Show each line below that contains the word "glass", copied in full. Matching is case-sensitive.

- _Input records_
#####
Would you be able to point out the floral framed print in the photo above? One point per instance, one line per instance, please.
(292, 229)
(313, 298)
#####
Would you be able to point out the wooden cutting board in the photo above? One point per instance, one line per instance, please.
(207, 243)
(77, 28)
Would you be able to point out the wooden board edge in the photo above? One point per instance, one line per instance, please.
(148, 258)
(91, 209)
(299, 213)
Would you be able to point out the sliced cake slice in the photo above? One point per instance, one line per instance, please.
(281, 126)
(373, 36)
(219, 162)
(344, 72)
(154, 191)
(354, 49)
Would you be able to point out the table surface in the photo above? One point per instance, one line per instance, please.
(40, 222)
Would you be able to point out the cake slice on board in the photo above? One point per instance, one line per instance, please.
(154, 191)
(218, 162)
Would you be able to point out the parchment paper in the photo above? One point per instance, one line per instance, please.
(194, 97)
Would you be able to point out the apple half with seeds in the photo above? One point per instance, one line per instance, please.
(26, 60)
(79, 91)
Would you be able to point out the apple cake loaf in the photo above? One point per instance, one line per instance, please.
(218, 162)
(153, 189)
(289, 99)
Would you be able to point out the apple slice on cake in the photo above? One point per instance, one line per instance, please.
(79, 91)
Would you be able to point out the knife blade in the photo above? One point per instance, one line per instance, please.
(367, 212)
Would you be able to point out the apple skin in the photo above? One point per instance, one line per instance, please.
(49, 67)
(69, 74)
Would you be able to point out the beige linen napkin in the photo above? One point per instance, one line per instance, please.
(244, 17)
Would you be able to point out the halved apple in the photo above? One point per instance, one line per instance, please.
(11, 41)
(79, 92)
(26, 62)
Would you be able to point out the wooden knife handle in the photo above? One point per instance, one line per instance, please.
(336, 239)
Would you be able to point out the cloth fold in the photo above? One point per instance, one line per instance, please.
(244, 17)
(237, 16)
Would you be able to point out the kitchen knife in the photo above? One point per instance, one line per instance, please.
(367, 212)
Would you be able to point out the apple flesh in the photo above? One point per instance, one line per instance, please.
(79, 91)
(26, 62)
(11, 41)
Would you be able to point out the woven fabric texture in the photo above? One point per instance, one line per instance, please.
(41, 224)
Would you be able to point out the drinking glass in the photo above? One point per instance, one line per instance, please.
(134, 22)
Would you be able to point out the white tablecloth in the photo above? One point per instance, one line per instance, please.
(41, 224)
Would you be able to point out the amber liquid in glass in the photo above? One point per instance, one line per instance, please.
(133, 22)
#####
- _Response to this task_
Would you be able to point out the drinking glass in the photo above? One point per instance, one line per instance, please.
Would you be able to point out the amber liquid in glass in the photo above? One point per instance, one line per instance, please.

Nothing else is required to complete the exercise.